_Trecho da página_
Dez anos de veículos flex-fuel no Brasil

17/07/2013 Geral POR: Igor Gimenes Cesca
Dez anos atrás, em 2003, no Brasil, por meio de iniciativa das montadoras, surgiram os veículos flex-fuel, popularmente conhecidos como “bicombustíveis”. Com o sucesso de vendas desses veículos, era de se esperar que os motoristas, em geral, pudessem escolher entre o combustível com o melhor preço. Logo, vislumbrou-se a possibilidade de que os veículos flex-fuel atuariam como um regulador do mercado dos preços dos combustíveis veiculares, conforme previa, na época, o então presidente da Petrobras, José Sérgio Gabrielli.
Dado o surgimento desses novos veículos e a crescente volatilidade do preço do barril de petróleo, aumentou-se a busca por combustíveis alternativos. Dessa forma, ocorreu um aumento da produção e dos investimentos no etanol, o qual, embalado pelo baixo custo de produção quando comparado com outros países – o custo de produção de etanol de cana brasileiro era aproximadamente US$ 0,25/l, enquanto o etanol do milho nos EUA era de US$ 0,40/l e o etanol de beterraba europeu era de US$ 0,65/l – e pela nova tecnologia automotiva disponível, voltou a ganhar força no cenário nacional. Assim, contando com investimentos do BNDES, ocorreu uma nova expansão dos canaviais. Logo, o país se consolidou como maior produtor mundial de cana-de-açúcar.
Dada a inovação, esperava-se que a formação dos preços dos combustíveis fosse menos dependente de seus custos de produção e distribuição e pudesse refletir também a pressão da demanda do consumidor. Entretanto, o aumento em larga escala da frota bicombustível acabou não tendo sido o fator de determinação dos preços dos combustíveis veiculares que se era esperado, pois, os aumentos e quedas nos preços dos combustíveis foram ocasionados por fatores externos.

[Registros de um conjunto de dados]
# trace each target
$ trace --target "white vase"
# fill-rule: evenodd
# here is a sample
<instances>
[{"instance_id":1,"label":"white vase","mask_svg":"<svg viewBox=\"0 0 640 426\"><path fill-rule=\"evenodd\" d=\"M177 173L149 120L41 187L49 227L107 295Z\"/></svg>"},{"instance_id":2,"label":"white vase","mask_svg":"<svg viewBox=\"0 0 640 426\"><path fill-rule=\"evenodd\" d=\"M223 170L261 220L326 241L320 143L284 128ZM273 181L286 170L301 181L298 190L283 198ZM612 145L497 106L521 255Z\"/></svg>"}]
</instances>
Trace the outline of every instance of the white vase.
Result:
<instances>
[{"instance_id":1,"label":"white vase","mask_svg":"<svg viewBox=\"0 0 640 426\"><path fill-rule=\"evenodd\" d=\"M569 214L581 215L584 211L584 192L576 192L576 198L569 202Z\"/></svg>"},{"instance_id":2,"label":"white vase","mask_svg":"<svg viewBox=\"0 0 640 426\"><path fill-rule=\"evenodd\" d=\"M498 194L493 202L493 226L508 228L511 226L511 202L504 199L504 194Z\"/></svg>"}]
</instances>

_A fazer_
1. Quais tipos de etanol o texto sobre os veículos flex-fuel compara quanto ao custo de produção, e qual é o custo de cada um?
2. Prossiga com o texto sobre os veículos flex-fuel a partir do ponto em que ele termina.
As linhas do conjunto de dados são um material à parte, sem relação com o texto sobre os veículos flex-fuel.

_Respostas às tarefas_
1.
- Etanol de cana brasileiro: aproximadamente US$ 0,25/l
- Etanol do milho nos EUA: US$ 0,40/l
- Etanol de beterraba europeu: US$ 0,65/l

2.
Análise dos preços de combustíveis
Antes de 2006, a participação dos veículos flex-fuel no total da frota circulante era então de apenas 8%, logo inexpressiva para atuar como regulador de preços. Entretanto, a partir deste ano, é possível analisar as flutuações do preço dos combustíveis a fim de verificar a contribuição do volume da frota de veículos flex-fuel.
É possível ver a evolução de tais valores, calculados a partir das médias mensais dos preços da gasolina e do etanol divulgados pela ANP.
No ano de 2006 os veículos flex-fuel já correspondiam por 50% da frota nacional, enquanto que, neste ano, a gasolina foi de R$2,312 para R$2,541 e o etanol foi de R$1,377 para R$1,676 (em valores nominais na época), isto é, aumentaram 9,91% e 21,73%, respectivamente. Sendo que, o preço do barril de petróleo aumentou em 11,20% e a saca de açúcar foi valorizada em 44,64%, aumentando o interesse do setor sucroalcooleiro em produzir açúcar, ao invés de etanol.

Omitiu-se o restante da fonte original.